Au total, mes enfants et moi avons passé plus de dix semaines à la rue. Nous avons vécu dans trois refuges différents. Nous avons vécu à l'arrière d'un salon de coiffure. Nous avons dormi dans des chambres libres d'églises. Nous avons dormi par terre. Nous avons dormi dans des lits. Des inconnus nous ont aidés. Des inconnus nous ont regardés de haut. C'était déroutant, effrayant et bouleversant.
Des leçons précieuses
Mais si je pouvais remonter le temps et effacer ces expériences, je ne le ferais pas. J'ai tellement appris, et je ne voudrais pas perdre ces leçons. Cela m'a permis de réaliser à quel point j'avais pris les choses pour acquises. Cela m'a permis de comprendre que le dénuement n'est pas forcément une chose à craindre. Cela m'a permis de développer plus de compassion pour les autres. Cela m'a permis d'apprendre la gratitude. Cela m'a permis de comprendre que, quoi qu'il arrive, Dieu est là, il me regarde, il m'aide.
J'ai traversé de nombreuses épreuves, mais je suis toujours là. Même quand je n'avais « rien », j'avais encore assez. Je me le rappelle chaque fois que la vie me réserve des contrariétés. Mon verset préféré est Jacques 1:2, « Mes frères, regardez comme un sujet de joie complète les diverses épreuves auxquelles vous pouvez être exposés ». Parfois, il est plus difficile de percevoir la joie, mais elle est toujours présente. De temps à autre, je ne la découvre que longtemps après la fin de l'épreuve. D'autres fois, je la vois au cœur même de l'adversité.

§ §

**ÉNONCÉ DU PROBLÈME:**
D'après le récit sur la vie à la rue :
1. Dans combien de refuges différents la famille a-t-elle vécu ?
2. Selon le récit, qu'est-ce qui n'est pas forcément une chose à craindre ?
3. Quel verset biblique est présenté comme le verset préféré ?
Les données qui suivent n'ont aucun lien avec le récit.

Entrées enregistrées
§ §

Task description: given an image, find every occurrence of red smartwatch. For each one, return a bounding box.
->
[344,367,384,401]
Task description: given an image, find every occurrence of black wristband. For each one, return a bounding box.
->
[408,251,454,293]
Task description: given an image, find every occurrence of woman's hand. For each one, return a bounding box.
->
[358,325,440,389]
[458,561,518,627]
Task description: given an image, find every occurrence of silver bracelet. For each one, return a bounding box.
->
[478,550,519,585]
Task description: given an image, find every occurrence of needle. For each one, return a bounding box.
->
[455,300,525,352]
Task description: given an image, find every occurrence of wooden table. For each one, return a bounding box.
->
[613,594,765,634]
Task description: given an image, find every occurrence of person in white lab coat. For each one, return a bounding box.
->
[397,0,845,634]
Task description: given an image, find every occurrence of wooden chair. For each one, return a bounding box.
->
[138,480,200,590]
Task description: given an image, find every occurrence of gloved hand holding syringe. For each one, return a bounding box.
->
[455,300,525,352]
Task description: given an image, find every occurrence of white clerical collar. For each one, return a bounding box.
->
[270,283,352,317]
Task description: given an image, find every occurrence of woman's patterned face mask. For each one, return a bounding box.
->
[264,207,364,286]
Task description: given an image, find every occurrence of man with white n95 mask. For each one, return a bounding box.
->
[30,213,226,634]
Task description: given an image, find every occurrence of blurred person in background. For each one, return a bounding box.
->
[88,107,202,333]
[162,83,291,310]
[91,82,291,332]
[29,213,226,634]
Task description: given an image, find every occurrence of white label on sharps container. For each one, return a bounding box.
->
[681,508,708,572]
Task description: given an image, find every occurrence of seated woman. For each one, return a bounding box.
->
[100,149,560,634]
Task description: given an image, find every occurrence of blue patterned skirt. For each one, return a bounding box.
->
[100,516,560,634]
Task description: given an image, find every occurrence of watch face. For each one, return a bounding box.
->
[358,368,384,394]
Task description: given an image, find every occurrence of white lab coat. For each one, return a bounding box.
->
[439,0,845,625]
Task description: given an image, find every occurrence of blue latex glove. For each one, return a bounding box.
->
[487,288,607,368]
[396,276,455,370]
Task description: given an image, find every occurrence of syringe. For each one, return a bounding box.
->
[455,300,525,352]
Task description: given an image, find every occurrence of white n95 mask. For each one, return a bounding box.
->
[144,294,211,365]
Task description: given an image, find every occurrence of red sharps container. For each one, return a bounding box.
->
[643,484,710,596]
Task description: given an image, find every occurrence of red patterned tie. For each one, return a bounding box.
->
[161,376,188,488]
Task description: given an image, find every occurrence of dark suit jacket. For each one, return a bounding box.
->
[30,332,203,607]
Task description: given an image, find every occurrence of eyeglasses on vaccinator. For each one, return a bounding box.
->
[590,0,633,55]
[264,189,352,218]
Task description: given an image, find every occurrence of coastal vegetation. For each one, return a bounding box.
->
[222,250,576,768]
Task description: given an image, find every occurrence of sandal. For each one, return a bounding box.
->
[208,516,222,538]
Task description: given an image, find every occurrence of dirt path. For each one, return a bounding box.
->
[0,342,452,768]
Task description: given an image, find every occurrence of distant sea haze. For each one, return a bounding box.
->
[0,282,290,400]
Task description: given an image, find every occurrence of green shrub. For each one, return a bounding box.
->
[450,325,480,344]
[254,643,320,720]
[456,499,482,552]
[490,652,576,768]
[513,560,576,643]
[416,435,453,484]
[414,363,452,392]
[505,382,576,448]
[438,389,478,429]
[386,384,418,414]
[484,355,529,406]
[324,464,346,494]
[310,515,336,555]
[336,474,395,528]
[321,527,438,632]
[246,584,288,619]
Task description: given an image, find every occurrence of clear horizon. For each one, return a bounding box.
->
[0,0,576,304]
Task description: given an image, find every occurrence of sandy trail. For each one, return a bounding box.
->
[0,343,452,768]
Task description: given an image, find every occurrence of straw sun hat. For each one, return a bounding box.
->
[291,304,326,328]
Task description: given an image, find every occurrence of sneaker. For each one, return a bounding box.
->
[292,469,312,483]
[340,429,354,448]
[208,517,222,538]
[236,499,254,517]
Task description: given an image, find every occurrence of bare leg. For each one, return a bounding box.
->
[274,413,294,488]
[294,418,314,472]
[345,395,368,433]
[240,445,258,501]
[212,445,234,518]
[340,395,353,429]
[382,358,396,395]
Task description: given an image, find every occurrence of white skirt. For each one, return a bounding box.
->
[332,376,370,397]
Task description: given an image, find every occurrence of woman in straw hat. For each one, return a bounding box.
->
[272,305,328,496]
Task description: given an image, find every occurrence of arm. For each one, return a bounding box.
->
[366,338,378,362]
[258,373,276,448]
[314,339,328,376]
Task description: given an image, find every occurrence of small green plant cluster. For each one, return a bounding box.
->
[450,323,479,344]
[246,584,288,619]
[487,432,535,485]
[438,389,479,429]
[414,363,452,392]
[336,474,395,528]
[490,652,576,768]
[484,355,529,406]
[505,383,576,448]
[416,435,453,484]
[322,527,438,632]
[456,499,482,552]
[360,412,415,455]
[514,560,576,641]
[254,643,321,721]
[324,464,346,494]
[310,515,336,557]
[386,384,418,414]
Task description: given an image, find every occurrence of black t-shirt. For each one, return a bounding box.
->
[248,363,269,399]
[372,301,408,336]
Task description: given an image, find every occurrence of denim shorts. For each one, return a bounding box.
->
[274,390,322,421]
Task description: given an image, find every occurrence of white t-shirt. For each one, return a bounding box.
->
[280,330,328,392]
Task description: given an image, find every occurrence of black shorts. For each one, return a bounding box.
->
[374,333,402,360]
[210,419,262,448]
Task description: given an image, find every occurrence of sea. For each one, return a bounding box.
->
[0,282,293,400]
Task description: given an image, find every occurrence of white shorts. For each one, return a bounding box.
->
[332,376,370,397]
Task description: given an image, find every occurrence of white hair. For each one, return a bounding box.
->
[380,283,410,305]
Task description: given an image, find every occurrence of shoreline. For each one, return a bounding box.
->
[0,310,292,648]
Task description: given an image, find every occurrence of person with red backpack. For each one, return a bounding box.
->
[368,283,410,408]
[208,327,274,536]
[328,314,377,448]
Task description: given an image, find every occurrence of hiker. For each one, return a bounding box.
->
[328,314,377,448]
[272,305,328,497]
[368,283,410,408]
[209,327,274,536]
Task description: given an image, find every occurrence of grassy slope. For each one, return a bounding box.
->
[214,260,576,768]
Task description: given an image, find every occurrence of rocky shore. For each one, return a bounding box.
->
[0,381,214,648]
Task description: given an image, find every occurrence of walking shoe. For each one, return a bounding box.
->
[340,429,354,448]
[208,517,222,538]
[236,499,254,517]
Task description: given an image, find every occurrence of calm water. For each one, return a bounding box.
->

§ §

**RÉPONSE:**
1. Dans trois refuges différents.
2. Le dénuement.
3. Jacques 1:2.